- **WHAT THE EXERCISE ASKS**
Update the part of the data that begins with the line containing "the **arched opening**?" and runs through the end of the data, replacing "kindly" with "please" and leaving everything else unchanged.

=== EXTRACTED DATA ===

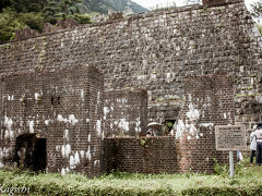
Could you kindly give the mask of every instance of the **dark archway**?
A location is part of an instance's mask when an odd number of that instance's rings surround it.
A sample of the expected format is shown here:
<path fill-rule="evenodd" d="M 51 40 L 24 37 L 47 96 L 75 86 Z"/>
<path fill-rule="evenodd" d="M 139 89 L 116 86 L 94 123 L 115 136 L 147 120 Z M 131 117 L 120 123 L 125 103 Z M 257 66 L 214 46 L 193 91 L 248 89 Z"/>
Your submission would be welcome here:
<path fill-rule="evenodd" d="M 23 134 L 15 142 L 14 161 L 20 169 L 29 169 L 35 172 L 45 171 L 46 138 L 39 138 L 36 134 Z"/>

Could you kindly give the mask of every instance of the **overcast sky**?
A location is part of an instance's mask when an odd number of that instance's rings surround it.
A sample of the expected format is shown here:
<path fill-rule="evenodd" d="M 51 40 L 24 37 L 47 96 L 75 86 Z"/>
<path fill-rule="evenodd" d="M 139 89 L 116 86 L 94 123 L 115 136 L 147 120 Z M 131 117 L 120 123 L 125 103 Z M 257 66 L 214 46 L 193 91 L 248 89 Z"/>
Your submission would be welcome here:
<path fill-rule="evenodd" d="M 186 0 L 132 0 L 139 4 L 141 4 L 142 7 L 145 7 L 147 9 L 155 9 L 156 5 L 158 8 L 162 8 L 162 7 L 171 7 L 174 5 L 174 2 L 176 2 L 176 5 L 177 7 L 181 7 L 183 5 L 183 2 Z M 245 0 L 246 4 L 249 7 L 250 3 L 252 2 L 257 2 L 259 0 Z"/>

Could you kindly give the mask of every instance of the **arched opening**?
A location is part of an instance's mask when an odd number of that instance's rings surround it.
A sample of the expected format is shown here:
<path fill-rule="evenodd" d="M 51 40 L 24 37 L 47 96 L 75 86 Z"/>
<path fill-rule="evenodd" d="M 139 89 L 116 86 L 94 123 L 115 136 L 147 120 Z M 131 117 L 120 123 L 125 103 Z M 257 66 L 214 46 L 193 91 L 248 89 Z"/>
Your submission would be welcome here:
<path fill-rule="evenodd" d="M 14 161 L 20 169 L 29 169 L 35 172 L 45 171 L 46 161 L 46 138 L 37 134 L 23 134 L 15 142 Z"/>

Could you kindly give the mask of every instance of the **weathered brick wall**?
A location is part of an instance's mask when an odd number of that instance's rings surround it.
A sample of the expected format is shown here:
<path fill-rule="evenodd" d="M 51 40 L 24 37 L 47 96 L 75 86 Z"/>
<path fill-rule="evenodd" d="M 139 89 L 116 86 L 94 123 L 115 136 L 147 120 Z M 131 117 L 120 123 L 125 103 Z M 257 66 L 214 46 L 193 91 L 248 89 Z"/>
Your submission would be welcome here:
<path fill-rule="evenodd" d="M 212 172 L 214 158 L 228 162 L 228 151 L 215 149 L 215 126 L 235 124 L 233 77 L 205 75 L 184 78 L 184 106 L 176 124 L 180 171 Z"/>
<path fill-rule="evenodd" d="M 105 138 L 107 172 L 176 173 L 175 137 Z"/>
<path fill-rule="evenodd" d="M 86 66 L 20 73 L 3 75 L 0 86 L 1 167 L 12 163 L 17 136 L 36 133 L 46 138 L 47 171 L 102 173 L 100 73 Z"/>
<path fill-rule="evenodd" d="M 145 135 L 147 127 L 146 90 L 105 91 L 106 136 Z"/>
<path fill-rule="evenodd" d="M 107 90 L 146 89 L 150 121 L 158 122 L 178 115 L 184 76 L 229 73 L 236 76 L 236 100 L 242 109 L 237 119 L 261 121 L 262 115 L 254 118 L 241 99 L 254 96 L 258 105 L 262 102 L 258 93 L 261 46 L 243 1 L 231 0 L 219 7 L 160 10 L 1 45 L 0 72 L 88 63 L 103 71 Z"/>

===

- **SOLUTION FOR THIS PROBLEM**
Could you please give the mask of every instance of the **arched opening**?
A location is part of an instance's mask when an odd number of that instance's rings surround it.
A sample of the expected format is shown here:
<path fill-rule="evenodd" d="M 51 40 L 24 37 L 47 96 L 75 86 Z"/>
<path fill-rule="evenodd" d="M 139 89 L 116 86 L 94 123 L 115 136 L 147 120 Z M 131 117 L 120 123 L 125 103 Z M 257 66 L 214 46 L 193 91 L 248 89 Z"/>
Your submission would be welcome here:
<path fill-rule="evenodd" d="M 14 161 L 20 169 L 29 169 L 35 172 L 45 171 L 46 161 L 46 138 L 37 134 L 23 134 L 15 142 Z"/>

Could you please give the mask of every instance of the **weathered brick wall**?
A location is part of an instance's mask when an odd number of that instance's rings surround it.
A sample of the expected format is shown here:
<path fill-rule="evenodd" d="M 51 40 L 24 37 L 47 96 L 75 86 Z"/>
<path fill-rule="evenodd" d="M 139 89 L 116 86 L 94 123 L 115 136 L 147 120 Z M 131 117 L 120 123 L 125 103 Z M 257 66 L 214 46 L 193 91 L 248 89 Z"/>
Your submission would be welcome here:
<path fill-rule="evenodd" d="M 212 172 L 214 158 L 228 162 L 228 151 L 215 149 L 215 126 L 235 124 L 233 77 L 205 75 L 184 78 L 184 106 L 176 124 L 180 171 Z"/>
<path fill-rule="evenodd" d="M 105 138 L 107 172 L 176 173 L 175 137 Z"/>
<path fill-rule="evenodd" d="M 86 66 L 20 73 L 3 75 L 0 86 L 1 167 L 12 163 L 17 136 L 36 133 L 46 138 L 47 171 L 102 173 L 100 73 Z"/>
<path fill-rule="evenodd" d="M 145 135 L 147 127 L 146 90 L 105 91 L 106 136 Z"/>
<path fill-rule="evenodd" d="M 107 90 L 146 89 L 150 121 L 158 122 L 178 115 L 184 76 L 229 73 L 236 76 L 236 100 L 242 109 L 237 119 L 261 121 L 262 115 L 254 118 L 241 99 L 254 96 L 258 105 L 262 102 L 258 93 L 261 46 L 243 1 L 231 0 L 219 7 L 160 10 L 1 45 L 0 72 L 88 63 L 103 71 Z"/>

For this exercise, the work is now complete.